Text segment

==========

All of this is lost in the ETL process. The best way to ensure data quality is to always bring along with each record the original, untransformed data, as well as metadata tracing its provenance, lineage and context.
MarkLogic lets you do this, because our flexible schema accommodates source data, canonicalized (transformed) data, and metadata all in the same record, and all of it is queryable together. So if you find a bug in your transform, it’s easy to query for all impacted records, and because you have the source data there, you can easily fix it as well.
In addition, our Bitemporal feature can trace changes to a record over time, and let you query your data as it is, as it was, or as you thought it was at any given point in time or over any historical (or in some cases future) time range. So you have traceability when your data changes, and you can understand how and why it has changed.
Q6. Data leakage is another problem for many corporations that experienced high profile security incidents. What can be done to solve this problem?
David Gorbet: Security is another important aspect of data governance. And security isn’t just about locking all your data in a vault and only letting some people look at it. Security is more granular than that. There are some data that can be seen by just about anyone in your organization. Some that should only be seen by people who need it, and some that should be hidden from all but people with specific roles. In some cases, even users with a particular role should not see data unless they have a provable need in addition to the role required. This is called “compartment security,” meaning you have to be in a certain compartment to see data, regardless of your role or clearance overall.
There is a principle in security called “defense in depth.” Basically it means pushing the security to the lowest layer possible in the stack. That’s why it’s critically important that your DBMS have strong and granular security features.
This is especially true if you’re integrating data from silos, each of which may have its own security rules.
You need your integrated data hub to be able to observe and enforce those rules, regardless of how complex they are.
Increasingly the concern is over the so-called “insider threat.” This is the employee, contractor, vendor, managed service provider, or cloud provider who has access to your infrastructure. Another good reason not to implement security in your application, because if you do, any DBA will be able to circumvent it. Today, with the move to cloud and other outsourced infrastructure, organizations are also concerned about what’s on the file system. Even if you secure your data at the DBMS layer, a system administrator with file system access can still get at it. To counter this, more organizations are requiring “at rest” encryption of data, which means that the data is encrypted on the file system. A good implementation will require a separate role to manage encryption keys, different from the DBA or SA roles, along with a separate key management technology. In our implementation, MarkLogic never even sees the database encryption keys, relying instead on a separate key management system (KMS) to unlock data for us. This separation of concerns is a lot more secure, because it would require insiders to collude across functions and organizations to steal data. You can even keep your data in the cloud and your keys on-premises, or with another managed service provider.
Q8. What is new in MarkLogic® 9 database? ?
David Gorbet: There’s so much in MarkLogic 9 it’s hard to cover all of it. That presentation I referenced earlier from Joe does a pretty good job of summarizing the features. Many of the features in MarkLogic 9 are designed to make data integration even easier. MarkLogic 9 has new ways of modeling data that can keep it in its flexible document form, but project it into tabular form for more traditional analysis (aggregates, group-bys, joins, etc.) using either SQL or a NoSQL API we call the Optic API. This allows you to define the structured parts of your data and let MarkLogic index it in a way that makes it most efficient to query and aggregate.

==========

Object point labels:
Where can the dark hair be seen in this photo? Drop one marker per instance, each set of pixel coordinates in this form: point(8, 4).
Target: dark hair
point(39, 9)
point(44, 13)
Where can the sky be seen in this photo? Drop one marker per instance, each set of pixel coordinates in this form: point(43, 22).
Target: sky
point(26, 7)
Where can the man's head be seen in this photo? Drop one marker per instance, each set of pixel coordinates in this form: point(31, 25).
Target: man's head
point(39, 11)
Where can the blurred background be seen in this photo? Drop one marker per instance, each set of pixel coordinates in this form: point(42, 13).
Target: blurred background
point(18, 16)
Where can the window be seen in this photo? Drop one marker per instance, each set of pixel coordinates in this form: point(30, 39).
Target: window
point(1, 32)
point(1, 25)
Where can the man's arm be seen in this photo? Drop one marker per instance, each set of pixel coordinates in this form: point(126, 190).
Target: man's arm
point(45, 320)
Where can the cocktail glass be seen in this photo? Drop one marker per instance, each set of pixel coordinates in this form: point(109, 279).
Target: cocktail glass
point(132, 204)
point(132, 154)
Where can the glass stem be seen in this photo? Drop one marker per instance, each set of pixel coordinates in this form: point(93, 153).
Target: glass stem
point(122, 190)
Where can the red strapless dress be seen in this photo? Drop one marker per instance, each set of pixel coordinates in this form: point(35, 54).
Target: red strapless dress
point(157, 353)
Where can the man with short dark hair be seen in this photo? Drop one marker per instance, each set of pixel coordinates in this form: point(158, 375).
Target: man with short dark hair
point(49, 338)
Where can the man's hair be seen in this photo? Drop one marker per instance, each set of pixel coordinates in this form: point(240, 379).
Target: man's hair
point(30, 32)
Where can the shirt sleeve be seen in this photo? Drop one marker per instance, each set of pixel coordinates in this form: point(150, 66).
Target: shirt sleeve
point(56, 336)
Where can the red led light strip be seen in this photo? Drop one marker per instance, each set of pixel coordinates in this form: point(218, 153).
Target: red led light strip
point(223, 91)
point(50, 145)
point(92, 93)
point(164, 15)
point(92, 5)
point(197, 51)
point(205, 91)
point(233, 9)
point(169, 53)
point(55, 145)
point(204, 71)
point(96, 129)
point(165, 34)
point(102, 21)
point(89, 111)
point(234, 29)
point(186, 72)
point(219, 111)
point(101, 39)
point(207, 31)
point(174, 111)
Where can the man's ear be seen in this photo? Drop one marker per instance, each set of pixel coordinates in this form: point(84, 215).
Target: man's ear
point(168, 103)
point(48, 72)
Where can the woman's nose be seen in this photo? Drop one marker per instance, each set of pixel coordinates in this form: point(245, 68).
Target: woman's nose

==========

Short exercise 1
Name every party that the interview on MarkLogic and data governance lists as an "insider threat."
Short exercise 2
Resume the interview on MarkLogic and data governance, writing on from its last sentence.

Written reply 1
- employee
- contractor
- vendor
- managed service provider
- cloud provider

Written reply 2
You can also use this technique to extract RDF triples from your data, giving you easy access to the full power of Semantics technologies.
We’re doing more to make it easier to get data into MarkLogic via a new data movement SDK that you can hook directly up to your data pipeline. This SDK can help orchestrate transformations and parallel loads of data no matter where it comes from.
We’re also doubling down on security. Earlier I mentioned encryption at rest. That’s a new feature for MarkLogic 9.
We’re also doing sub-record-level role- and compartment-based access control. This means that if you have a record (like a customer record) that you want to make broadly available, but there is some data in that record (like a SSN) that you want to restrict access to, you can easily do that. You can also obfuscate and transform data within a record to redact it for export or for use in a context that is less secure than MarkLogic.
Security is a governance feature, and we’re improving other governance features as well, with policy-based tiering for lifecycle management, and improvements to our Bitemporal feature that make it a full-fledged compliance feature.
We’re introducing new tools to help monitor and manage multiple clusters at a time. And we’re making many other improvements in many other areas, like our new geospatial region index that makes region-region queries much faster, improvements to tools like Query Console and MLCP, and many, many more.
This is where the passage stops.